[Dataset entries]
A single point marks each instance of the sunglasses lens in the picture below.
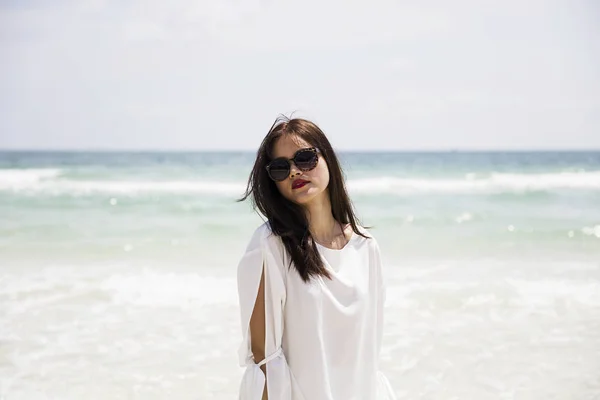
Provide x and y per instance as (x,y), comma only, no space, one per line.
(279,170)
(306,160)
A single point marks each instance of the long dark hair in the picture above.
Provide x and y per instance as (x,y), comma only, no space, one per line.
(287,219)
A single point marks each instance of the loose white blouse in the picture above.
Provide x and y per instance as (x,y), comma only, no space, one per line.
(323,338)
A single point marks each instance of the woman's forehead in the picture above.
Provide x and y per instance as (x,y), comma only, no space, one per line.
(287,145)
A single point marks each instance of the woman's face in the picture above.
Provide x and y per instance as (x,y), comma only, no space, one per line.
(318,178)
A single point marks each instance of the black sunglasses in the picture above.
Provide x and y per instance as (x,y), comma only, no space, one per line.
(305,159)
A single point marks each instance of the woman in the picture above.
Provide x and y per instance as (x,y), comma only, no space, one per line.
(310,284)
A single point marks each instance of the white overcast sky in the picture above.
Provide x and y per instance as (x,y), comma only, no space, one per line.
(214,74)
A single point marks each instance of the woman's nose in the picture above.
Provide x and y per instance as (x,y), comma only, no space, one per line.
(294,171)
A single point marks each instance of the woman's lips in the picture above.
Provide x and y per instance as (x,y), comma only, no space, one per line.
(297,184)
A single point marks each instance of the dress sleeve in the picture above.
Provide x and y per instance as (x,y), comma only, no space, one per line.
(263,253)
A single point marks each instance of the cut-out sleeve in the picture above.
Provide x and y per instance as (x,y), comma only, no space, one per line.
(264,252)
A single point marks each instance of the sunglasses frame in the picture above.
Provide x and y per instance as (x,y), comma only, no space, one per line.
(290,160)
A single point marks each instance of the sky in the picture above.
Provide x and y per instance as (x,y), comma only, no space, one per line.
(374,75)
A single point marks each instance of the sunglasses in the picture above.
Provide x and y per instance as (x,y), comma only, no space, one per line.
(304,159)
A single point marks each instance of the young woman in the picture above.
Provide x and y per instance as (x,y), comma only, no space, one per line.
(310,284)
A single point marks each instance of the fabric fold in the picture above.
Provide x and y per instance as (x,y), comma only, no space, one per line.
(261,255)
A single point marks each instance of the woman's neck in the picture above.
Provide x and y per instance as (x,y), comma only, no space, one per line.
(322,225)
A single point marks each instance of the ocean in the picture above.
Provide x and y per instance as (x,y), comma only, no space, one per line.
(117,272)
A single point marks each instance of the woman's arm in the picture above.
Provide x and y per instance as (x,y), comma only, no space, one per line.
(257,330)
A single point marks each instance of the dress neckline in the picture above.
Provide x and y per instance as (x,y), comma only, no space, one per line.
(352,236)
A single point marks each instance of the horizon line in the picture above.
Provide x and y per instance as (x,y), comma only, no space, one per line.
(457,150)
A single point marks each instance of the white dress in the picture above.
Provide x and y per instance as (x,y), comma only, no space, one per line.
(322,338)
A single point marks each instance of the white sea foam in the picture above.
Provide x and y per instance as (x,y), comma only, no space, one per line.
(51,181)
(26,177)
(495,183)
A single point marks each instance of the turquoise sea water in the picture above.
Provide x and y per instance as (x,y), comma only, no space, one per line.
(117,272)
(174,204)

▸ Written exercise: Reproduce every entry exactly, but omit each picture.

▸ In response:
A single point marks each instance of the sunglasses lens in the picture below.
Provide x and y per instance as (x,y), comma only, no space, one per line.
(279,170)
(306,160)
A single point marks each instance of the long dark hair in the picture above.
Provide x and y per instance as (x,y), comma only, no space, one per line.
(287,219)
A single point marks each instance of the loose white blouse in the picture above.
Provide x and y per instance as (x,y), comma only, no space, one per line.
(323,338)
A single point marks each instance of the woman's forehead in the picture above.
Provide x and y per instance as (x,y), comma only, no space, one per line.
(287,145)
A single point marks each instance of the woman's face in the picture above.
Provide x and y per instance as (x,y), comma only, no space, one per line.
(318,178)
A single point marks each instance of the black sunglasses in the picture above.
Provide x and y per instance as (x,y), comma only, no space, one per line.
(305,159)
A single point marks each instance of the woman in the picture above.
Provide x and y per instance as (x,y), comma only, no space, one per line.
(310,284)
A single point marks each instance of the white overcast sky in the picture above.
Provide x and y per instance as (x,y), comma only, no space, one per line.
(214,74)
A single point marks each instance of the woman's nose in the picture above.
Provide x and y per instance as (x,y), comma only, no space, one per line.
(294,171)
A single point marks each instance of the woman's lips in the picture above.
Provide x and y per instance as (x,y), comma only, no space, one per line.
(297,184)
A single point marks each instance of the dress sleeve in the picture above.
Provide x and y per instance as (x,y), comma only, no space, one per line.
(263,253)
A single point marks each instance of the cut-out sleeve in the picture above.
Provide x and y per instance as (x,y), comma only, no space, one per line.
(264,252)
A single point marks each instance of the sunglasses frame in the picture above.
Provide x and y per instance as (x,y), comma only, no space, one per line.
(290,160)
A single point marks each instance of the sky in the picture above.
Provide x and y per instance as (x,y), comma only, no space, one per line.
(374,75)
A single point marks each instance of the sunglasses in the picture above.
Provide x and y per instance as (x,y), comma only, no space, one per line.
(304,159)
A single point marks each instance of the young woman in the picture above.
Provide x and y per instance as (x,y), comma only, no space, one per line.
(310,284)
A single point marks each instance of the fabric fold in the picture above.
Provide x and y per instance as (x,y), comma only, no space, one per line.
(261,255)
A single point marks each instance of the woman's neck in the picture above.
Provide x and y per instance as (x,y), comma only, no space, one per line.
(322,225)
A single point marks each instance of the ocean in the picture above.
Provide x and y per instance as (x,y), comma only, no space, one per line.
(117,272)
A single point marks each instance of the woman's arm in the picture above.
Provide x and y per instance as (x,y), comma only, no space, one per line.
(257,330)
A single point marks each instance of the dress neckline in the picture above.
Provide x and y per instance as (x,y), comma only, no space, one per line.
(352,236)
A single point marks each instance of the horizon line in the picture above.
Provide x and y per instance as (x,y), comma only, no space, one per line.
(457,150)
A single point marks each instance of the white dress in the picture above.
Provide x and y per instance as (x,y), comma only, no space, one per line.
(322,338)
A single point marks each instance of the white sea foam in the picture above.
Provide x and y per instance as (x,y), comma only, no space, one per line.
(51,181)
(26,177)
(495,183)
A single point marks each instance of the turquoise sea water in the picture above.
Provide x and y per instance as (x,y), comma only, no space, one per line.
(117,272)
(174,204)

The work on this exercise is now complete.